## Aim:
Copy out all the records exactly.

════════════════

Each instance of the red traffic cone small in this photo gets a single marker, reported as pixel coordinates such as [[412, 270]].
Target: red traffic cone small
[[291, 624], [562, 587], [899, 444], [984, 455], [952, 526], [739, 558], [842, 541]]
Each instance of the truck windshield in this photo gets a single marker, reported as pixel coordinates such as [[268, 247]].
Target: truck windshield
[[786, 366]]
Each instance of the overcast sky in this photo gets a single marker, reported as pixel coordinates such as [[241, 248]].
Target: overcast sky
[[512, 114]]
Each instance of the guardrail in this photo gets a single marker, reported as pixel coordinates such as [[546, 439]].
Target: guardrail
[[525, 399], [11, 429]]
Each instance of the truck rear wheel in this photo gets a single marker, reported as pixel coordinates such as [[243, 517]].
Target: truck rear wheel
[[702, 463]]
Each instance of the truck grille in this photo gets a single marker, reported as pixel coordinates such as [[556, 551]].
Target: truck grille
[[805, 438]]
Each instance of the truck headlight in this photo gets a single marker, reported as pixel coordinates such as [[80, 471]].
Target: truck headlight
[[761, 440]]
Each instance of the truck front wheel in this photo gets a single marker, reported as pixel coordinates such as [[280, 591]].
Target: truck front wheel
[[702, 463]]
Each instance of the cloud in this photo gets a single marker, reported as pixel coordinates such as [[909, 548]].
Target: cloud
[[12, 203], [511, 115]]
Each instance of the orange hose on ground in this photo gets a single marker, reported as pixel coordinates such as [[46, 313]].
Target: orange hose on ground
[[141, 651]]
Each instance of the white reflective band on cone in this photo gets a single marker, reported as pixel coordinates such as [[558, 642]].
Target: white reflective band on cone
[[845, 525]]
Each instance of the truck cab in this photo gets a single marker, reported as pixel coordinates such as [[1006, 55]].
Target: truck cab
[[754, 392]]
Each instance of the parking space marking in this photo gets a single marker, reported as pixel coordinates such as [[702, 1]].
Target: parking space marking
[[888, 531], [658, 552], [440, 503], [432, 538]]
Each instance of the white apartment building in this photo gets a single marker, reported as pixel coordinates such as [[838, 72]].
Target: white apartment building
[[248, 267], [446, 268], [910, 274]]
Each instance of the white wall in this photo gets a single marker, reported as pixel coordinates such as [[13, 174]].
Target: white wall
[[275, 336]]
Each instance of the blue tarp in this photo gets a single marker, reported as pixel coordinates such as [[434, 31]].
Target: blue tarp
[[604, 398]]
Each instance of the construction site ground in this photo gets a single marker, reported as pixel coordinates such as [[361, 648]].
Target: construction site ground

════════════════

## Written reply:
Each instance of the red traffic cone small in this photo gets a single marker, reported as pixel coordinates such as [[412, 270]].
Target: red traffic cone small
[[291, 624], [562, 587], [899, 444], [984, 455], [952, 526], [739, 558], [842, 541]]
Each instance of the truck windshield in this photo gets a single marker, reported as pixel coordinates such as [[268, 247]].
Target: truck windshield
[[786, 366]]
Each instance of the overcast sky in this photo gets a single marker, reported as pixel coordinates such as [[241, 248]].
Target: overcast sky
[[512, 114]]
Each instance of the guardrail in this photo gets a single marker, reported as pixel coordinates such as [[546, 439]].
Target: guardrail
[[525, 399], [11, 429]]
Each instance of the truck rear wheel in this photo gets a single marker, reported as pixel coordinates such as [[243, 517]].
Target: truck rear wheel
[[702, 463]]
Each instance of the truck grille in this photo gets a single marker, reported as pixel coordinates such as [[556, 551]].
Target: truck grille
[[805, 438]]
Each instance of the truck headlight in this photo gets a single marker, reported as pixel coordinates such as [[80, 471]].
Target: truck headlight
[[761, 440]]
Each instance of the truck front wheel in this photo gets a single marker, reported as pixel coordinates such as [[280, 591]].
Target: truck front wheel
[[702, 463]]
Each instance of the cloud in this photo gets a single marker, reported as pixel coordinates such as [[909, 548]].
Target: cloud
[[12, 203], [511, 115]]
Each instance of the orange hose on ground in this photo gets a single marker, reported as pixel coordinates such as [[46, 313]].
Target: orange hose on ground
[[141, 651]]
Each instance of the white reflective band on cone in this photo gets a single marker, reported as pixel coordinates such as [[558, 642]].
Target: white reflective band on cone
[[845, 525]]
Each instance of the truck cab in this photo gets a single marker, reported as pixel coordinates such as [[1006, 55]].
Target: truck cab
[[754, 392]]
Each instance of the parking space marking in this photo gets a single marker, reported as pixel coordinates such as [[702, 1]].
Target: parking space marking
[[888, 531], [658, 552], [440, 503], [432, 538]]
Each instance of the white apartment building in this photo gets a single marker, reported as pixel coordinates such as [[838, 72]].
Target: white apartment building
[[248, 267], [446, 268], [910, 274]]
Each instance of the white wall in this photo gets a single marker, reported as pixel coordinates such as [[13, 174]].
Target: white wall
[[275, 336]]
Each instance of the blue tarp in this photo gets a single marker, reported as pixel coordinates such as [[434, 31]].
Target: blue tarp
[[604, 398]]
Each instance of the construction site ground in this photo gets a single marker, reported as pixel coordinates such as [[361, 648]].
Target: construction site ground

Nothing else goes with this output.